Render the data below as a Markdown table with the columns Row and Line, one row per line, from the line with "Could you please pick out the climbing" up to and including the last line of the data, leaving out blank lines.

§

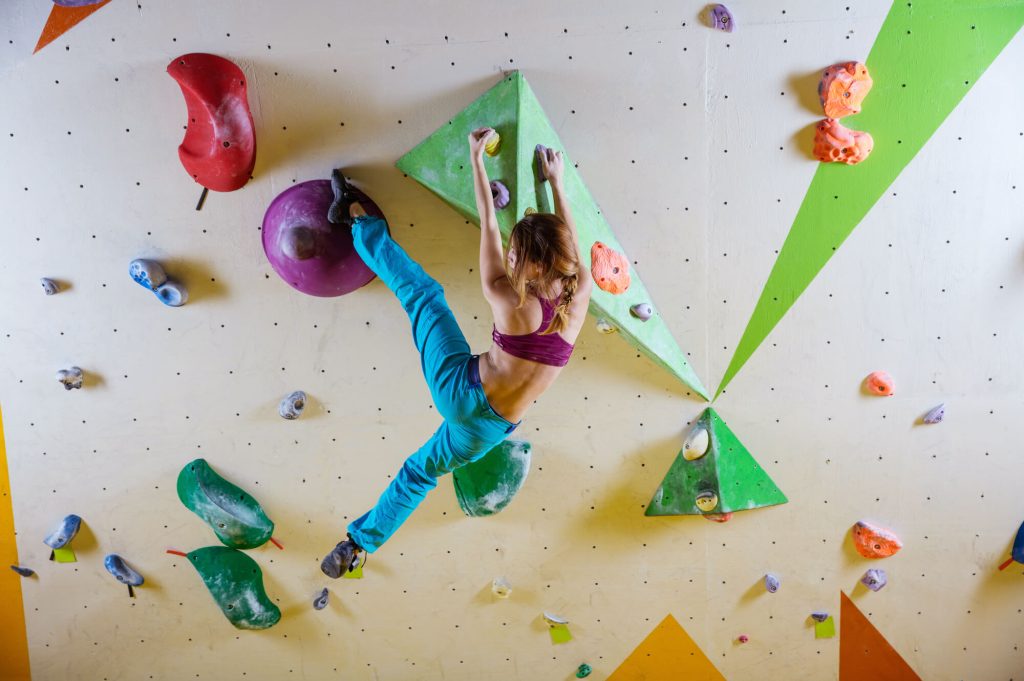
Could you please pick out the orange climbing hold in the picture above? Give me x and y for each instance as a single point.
(609, 268)
(873, 542)
(836, 143)
(864, 652)
(880, 383)
(62, 18)
(843, 88)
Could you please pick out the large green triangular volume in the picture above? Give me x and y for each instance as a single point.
(441, 164)
(926, 57)
(727, 470)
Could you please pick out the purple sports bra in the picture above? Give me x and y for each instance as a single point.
(549, 349)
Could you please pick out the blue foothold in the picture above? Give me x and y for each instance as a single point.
(64, 533)
(172, 294)
(147, 273)
(122, 571)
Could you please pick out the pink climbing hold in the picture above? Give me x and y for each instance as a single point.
(609, 268)
(836, 143)
(843, 88)
(875, 542)
(880, 383)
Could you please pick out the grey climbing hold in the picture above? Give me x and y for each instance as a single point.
(935, 415)
(875, 579)
(72, 379)
(642, 311)
(147, 273)
(292, 406)
(64, 533)
(500, 194)
(122, 571)
(172, 294)
(501, 587)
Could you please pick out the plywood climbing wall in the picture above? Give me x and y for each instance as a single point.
(695, 145)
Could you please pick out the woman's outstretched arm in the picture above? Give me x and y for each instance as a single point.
(492, 255)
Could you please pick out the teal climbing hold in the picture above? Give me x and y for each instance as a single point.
(237, 518)
(236, 582)
(486, 485)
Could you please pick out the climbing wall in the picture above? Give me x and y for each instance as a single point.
(695, 145)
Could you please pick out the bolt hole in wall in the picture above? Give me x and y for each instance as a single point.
(860, 371)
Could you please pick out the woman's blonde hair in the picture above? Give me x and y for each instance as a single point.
(545, 240)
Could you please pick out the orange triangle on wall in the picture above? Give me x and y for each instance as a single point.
(61, 20)
(864, 654)
(667, 654)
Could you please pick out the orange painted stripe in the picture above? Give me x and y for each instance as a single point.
(61, 20)
(13, 642)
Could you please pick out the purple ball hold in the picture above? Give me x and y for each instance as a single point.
(309, 253)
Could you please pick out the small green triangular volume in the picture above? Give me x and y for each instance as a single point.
(237, 518)
(727, 470)
(236, 583)
(487, 485)
(927, 56)
(441, 164)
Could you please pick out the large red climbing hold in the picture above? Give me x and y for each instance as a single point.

§

=== Exercise answer ===
| Row | Line |
|---|---|
| 1 | Could you please pick out the climbing wall in the picture above? Give me x and y for each instance as a single point. |
| 2 | (695, 145) |
| 3 | Could you please pick out the bolt hole in wall in the picture above? Give me x and y for each instance as a single point. |
| 4 | (860, 371) |
| 5 | Could you please pick out the woman's blonde hair in the picture above? Give me x and y for each instance as a single point. |
| 6 | (545, 240) |
| 7 | Could you please pick out the orange triangle on wall in the picture above? Give me x and y for each instance as a single point. |
| 8 | (61, 20) |
| 9 | (864, 654) |
| 10 | (667, 654) |
| 11 | Could you please pick out the orange painted stripe in the picture above? Give me x and y for each instance as a single point. |
| 12 | (61, 20) |
| 13 | (13, 642) |
| 14 | Could you please pick out the purple ball hold in the picture above? Give me x and y for each instance as a single point. |
| 15 | (309, 253) |
| 16 | Could you please pick out the small green triangular volume in the picture above? Give me x and y for each instance as a single point. |
| 17 | (237, 518) |
| 18 | (727, 470) |
| 19 | (236, 583) |
| 20 | (487, 485) |
| 21 | (927, 56) |
| 22 | (441, 164) |
| 23 | Could you please pick out the large red climbing hold in the picture above? Give me x and y for each instance as a single point. |